Which lines in the records below contain the word "rocky"? List each such line in full, counting a match only when the case is the same.

__Data__:
——

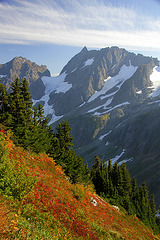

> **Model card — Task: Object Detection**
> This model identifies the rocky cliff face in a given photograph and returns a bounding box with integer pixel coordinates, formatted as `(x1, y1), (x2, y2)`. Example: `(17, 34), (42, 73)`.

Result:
(0, 47), (160, 203)
(0, 57), (50, 99)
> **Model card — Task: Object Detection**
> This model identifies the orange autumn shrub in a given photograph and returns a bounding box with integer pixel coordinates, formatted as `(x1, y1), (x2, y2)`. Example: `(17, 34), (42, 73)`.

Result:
(0, 132), (160, 240)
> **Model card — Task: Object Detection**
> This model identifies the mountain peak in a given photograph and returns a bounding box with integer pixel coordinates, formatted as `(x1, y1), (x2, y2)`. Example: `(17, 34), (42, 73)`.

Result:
(81, 46), (88, 52)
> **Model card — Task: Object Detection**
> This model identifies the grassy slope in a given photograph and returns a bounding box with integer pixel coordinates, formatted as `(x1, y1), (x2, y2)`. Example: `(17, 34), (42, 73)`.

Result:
(0, 131), (160, 240)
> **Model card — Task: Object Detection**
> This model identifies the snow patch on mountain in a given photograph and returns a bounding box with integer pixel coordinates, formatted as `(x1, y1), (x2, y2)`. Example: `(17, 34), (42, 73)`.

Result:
(118, 158), (133, 165)
(84, 58), (94, 67)
(98, 130), (112, 141)
(150, 66), (160, 97)
(33, 73), (72, 124)
(41, 73), (72, 94)
(91, 102), (130, 116)
(111, 149), (125, 165)
(88, 65), (138, 102)
(0, 75), (7, 78)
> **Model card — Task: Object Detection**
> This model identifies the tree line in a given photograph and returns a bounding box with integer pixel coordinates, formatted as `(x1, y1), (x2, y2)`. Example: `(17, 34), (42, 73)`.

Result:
(0, 78), (159, 231)
(0, 78), (90, 183)
(91, 156), (160, 232)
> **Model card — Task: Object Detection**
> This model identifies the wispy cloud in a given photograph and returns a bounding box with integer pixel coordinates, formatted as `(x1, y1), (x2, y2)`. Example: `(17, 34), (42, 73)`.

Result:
(0, 0), (160, 50)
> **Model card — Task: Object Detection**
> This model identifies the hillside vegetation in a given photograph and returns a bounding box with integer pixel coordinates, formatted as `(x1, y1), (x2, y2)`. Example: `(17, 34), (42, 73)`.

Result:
(0, 79), (160, 239)
(0, 129), (160, 240)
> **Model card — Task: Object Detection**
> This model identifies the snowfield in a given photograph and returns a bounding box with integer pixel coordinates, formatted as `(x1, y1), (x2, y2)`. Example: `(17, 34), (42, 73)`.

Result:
(150, 66), (160, 97)
(32, 73), (72, 124)
(88, 62), (138, 102)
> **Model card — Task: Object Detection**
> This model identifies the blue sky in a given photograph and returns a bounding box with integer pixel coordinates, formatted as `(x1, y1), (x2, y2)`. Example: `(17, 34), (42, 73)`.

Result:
(0, 0), (160, 75)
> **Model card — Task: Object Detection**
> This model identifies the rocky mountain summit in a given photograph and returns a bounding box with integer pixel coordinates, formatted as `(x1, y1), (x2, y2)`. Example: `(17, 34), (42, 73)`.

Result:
(0, 47), (160, 203)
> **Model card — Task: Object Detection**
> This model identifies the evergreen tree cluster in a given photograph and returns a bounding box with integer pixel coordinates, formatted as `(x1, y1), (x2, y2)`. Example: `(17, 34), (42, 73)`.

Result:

——

__The completed task__:
> This model identifies the rocky cliff face in a given photograph and returns a bounding box with integer pixel coordinates, formatted as `(x1, y1), (x2, y2)`. Example: `(17, 34), (42, 73)`.
> This model identifies the rocky mountain summit in a given photograph and returns a bounding box with integer pixel coordinates, formatted as `(x1, y1), (x2, y2)`. Example: `(17, 34), (42, 73)`.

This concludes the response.